Region annotation entries:
-------
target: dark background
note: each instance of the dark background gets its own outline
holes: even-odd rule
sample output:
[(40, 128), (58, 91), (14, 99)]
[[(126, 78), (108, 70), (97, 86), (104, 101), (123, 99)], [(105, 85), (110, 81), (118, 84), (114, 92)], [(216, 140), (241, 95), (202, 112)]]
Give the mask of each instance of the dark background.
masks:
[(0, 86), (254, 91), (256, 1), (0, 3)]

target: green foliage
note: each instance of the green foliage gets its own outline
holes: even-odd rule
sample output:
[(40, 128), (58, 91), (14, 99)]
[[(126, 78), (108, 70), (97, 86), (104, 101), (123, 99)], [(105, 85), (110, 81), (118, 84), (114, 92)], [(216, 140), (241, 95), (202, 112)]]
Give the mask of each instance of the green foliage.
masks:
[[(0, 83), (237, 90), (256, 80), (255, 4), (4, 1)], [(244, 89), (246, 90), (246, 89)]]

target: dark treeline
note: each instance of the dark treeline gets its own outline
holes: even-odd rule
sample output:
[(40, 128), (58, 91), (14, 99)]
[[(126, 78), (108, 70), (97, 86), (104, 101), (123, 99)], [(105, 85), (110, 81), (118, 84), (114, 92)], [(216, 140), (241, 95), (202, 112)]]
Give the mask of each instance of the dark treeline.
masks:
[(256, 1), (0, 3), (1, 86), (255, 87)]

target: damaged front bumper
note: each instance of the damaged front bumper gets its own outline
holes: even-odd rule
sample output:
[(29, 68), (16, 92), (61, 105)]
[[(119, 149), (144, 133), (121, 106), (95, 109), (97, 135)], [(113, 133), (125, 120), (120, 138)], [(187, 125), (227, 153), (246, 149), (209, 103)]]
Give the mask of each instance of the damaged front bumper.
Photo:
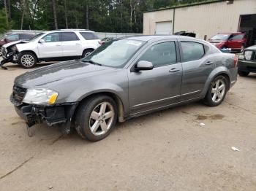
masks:
[(14, 104), (17, 114), (23, 118), (29, 128), (45, 122), (48, 126), (61, 125), (61, 131), (70, 131), (72, 116), (78, 102), (58, 104), (53, 106), (27, 104), (15, 101), (13, 95), (10, 101)]

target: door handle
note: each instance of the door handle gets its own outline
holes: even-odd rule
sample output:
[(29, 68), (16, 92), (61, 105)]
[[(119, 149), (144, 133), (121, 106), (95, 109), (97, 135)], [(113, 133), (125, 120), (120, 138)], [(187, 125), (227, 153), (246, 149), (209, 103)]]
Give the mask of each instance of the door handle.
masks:
[(211, 61), (208, 61), (207, 63), (206, 63), (206, 65), (210, 65), (210, 64), (213, 64), (214, 62), (211, 62)]
[(180, 71), (180, 69), (171, 69), (170, 70), (169, 70), (169, 72), (176, 72)]

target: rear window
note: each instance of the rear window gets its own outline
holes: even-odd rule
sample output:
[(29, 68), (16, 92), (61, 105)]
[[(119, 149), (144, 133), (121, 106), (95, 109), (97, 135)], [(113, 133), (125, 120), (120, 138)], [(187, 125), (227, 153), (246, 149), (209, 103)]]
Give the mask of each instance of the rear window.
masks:
[(80, 32), (80, 33), (83, 39), (86, 40), (94, 40), (94, 39), (99, 39), (98, 36), (97, 36), (94, 33), (89, 33), (89, 32)]
[(29, 40), (32, 36), (33, 36), (33, 35), (31, 35), (31, 34), (20, 34), (20, 40)]
[(200, 59), (205, 54), (203, 44), (194, 42), (181, 42), (183, 62)]
[(77, 41), (79, 40), (78, 36), (73, 32), (61, 33), (62, 41)]

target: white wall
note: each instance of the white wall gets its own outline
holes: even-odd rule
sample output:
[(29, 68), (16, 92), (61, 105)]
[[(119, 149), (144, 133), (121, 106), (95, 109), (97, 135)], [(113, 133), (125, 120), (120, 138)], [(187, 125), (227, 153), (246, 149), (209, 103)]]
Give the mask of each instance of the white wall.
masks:
[[(226, 1), (175, 9), (174, 32), (195, 32), (197, 38), (207, 39), (219, 32), (238, 31), (240, 15), (256, 14), (256, 0)], [(173, 9), (143, 15), (143, 34), (154, 34), (156, 22), (173, 20)]]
-------
PROBLEM DESCRIPTION: Reproduce every line of the material from the line containing "target: door handle" up to and including the line containing "33), (62, 41)]", adding 43 to each coordinate value in the mask answers and leaving all other lines unchanged.

THE REPLY:
target: door handle
note: each instance of the door handle gets its own outline
holes: even-odd rule
sample output:
[(29, 68), (16, 92), (61, 105)]
[[(119, 149), (144, 133), (121, 106), (95, 109), (97, 135)], [(113, 133), (125, 120), (120, 138)], [(187, 125), (227, 153), (246, 149), (209, 103)]]
Give the mask of each instance of the door handle.
masks:
[(254, 104), (251, 104), (250, 106), (249, 106), (249, 108), (253, 108), (253, 107), (256, 107), (257, 105), (254, 105)]
[(223, 114), (223, 112), (214, 112), (213, 113), (212, 113), (212, 115), (219, 115)]

target: rear window
note: each instance of the rear window gets its own outline
holes: even-odd rule
sample output:
[(29, 68), (16, 92), (61, 105)]
[[(119, 149), (144, 133), (121, 106), (95, 109), (97, 135)], [(113, 133), (125, 120), (120, 138)], [(187, 125), (227, 153), (246, 149), (209, 103)]]
Give the mask of each instance of the rear window.
masks:
[(123, 75), (123, 76), (126, 82), (129, 83), (137, 83), (137, 82), (142, 82), (141, 79), (140, 79), (137, 76), (132, 76), (132, 75)]
[(72, 83), (75, 79), (76, 79), (76, 78), (74, 78), (74, 77), (63, 77), (63, 83)]
[(243, 102), (248, 97), (246, 87), (237, 85), (224, 85), (226, 105)]
[(120, 84), (122, 83), (121, 79), (116, 75), (104, 76), (105, 84)]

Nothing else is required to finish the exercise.